• **Aim**
Echo the lines from the line with "query) -> BBox[]**" to the line with "(118, 0), (356, 44)", both included, and output only those lines.

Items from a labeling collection
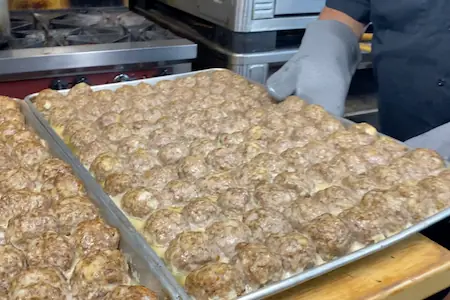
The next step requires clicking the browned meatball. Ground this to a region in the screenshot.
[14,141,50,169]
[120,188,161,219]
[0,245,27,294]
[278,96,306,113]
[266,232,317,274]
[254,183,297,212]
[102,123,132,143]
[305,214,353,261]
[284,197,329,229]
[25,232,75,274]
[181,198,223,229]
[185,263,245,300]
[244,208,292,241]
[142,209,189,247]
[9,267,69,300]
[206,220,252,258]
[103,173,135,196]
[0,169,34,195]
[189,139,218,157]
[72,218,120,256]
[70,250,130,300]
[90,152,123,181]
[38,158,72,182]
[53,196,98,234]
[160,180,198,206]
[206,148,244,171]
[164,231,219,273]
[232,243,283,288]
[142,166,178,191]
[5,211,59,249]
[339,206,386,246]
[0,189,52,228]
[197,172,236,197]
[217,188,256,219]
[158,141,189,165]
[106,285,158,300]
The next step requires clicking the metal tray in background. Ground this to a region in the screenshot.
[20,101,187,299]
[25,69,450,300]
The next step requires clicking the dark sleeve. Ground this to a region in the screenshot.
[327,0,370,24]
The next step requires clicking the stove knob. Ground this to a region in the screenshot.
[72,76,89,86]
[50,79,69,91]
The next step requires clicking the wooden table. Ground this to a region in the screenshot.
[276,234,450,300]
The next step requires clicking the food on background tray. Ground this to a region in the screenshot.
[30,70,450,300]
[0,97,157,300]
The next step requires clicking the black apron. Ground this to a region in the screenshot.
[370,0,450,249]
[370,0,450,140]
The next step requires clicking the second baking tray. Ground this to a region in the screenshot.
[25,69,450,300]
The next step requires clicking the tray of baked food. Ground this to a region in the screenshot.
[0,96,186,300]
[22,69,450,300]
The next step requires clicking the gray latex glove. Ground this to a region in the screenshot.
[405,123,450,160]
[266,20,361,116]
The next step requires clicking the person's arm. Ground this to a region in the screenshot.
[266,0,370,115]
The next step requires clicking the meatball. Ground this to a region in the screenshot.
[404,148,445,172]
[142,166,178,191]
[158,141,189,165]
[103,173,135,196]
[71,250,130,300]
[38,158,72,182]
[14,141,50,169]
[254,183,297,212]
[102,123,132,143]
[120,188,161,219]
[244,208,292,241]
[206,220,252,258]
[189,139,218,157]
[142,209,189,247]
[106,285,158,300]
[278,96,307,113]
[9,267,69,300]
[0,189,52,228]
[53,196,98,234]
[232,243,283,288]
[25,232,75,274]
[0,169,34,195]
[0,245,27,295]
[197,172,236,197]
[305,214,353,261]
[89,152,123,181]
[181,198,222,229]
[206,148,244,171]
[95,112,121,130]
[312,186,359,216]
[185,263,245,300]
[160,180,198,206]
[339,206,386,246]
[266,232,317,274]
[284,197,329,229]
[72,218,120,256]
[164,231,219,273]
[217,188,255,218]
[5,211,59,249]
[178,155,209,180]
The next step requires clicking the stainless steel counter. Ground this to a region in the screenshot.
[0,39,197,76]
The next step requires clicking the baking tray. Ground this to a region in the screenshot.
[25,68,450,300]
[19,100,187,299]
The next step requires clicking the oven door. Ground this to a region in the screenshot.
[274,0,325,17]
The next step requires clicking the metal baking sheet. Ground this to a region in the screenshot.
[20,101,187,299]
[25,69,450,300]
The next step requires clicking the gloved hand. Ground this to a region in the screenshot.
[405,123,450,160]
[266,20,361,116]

---

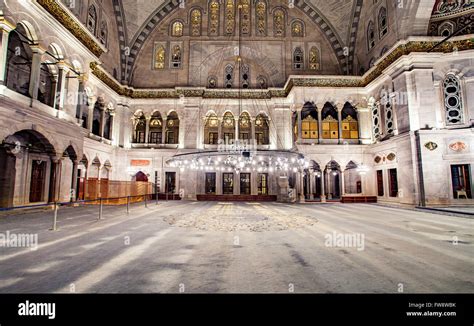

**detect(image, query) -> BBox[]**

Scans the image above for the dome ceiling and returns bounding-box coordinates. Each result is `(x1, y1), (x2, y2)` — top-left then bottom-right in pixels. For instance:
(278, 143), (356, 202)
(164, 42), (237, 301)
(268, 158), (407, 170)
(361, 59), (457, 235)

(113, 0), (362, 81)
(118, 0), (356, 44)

• **Exercise answer**
**detect(image, query) -> BBox[]**

Scans the image above for the dome ceiling and returns bounding-box coordinates. Each result is `(x1, y1), (x2, y2)` — top-left then bottom-right in pixels. For instance:
(278, 143), (356, 202)
(164, 42), (237, 301)
(268, 158), (407, 170)
(361, 59), (457, 235)

(113, 0), (362, 81)
(118, 0), (356, 44)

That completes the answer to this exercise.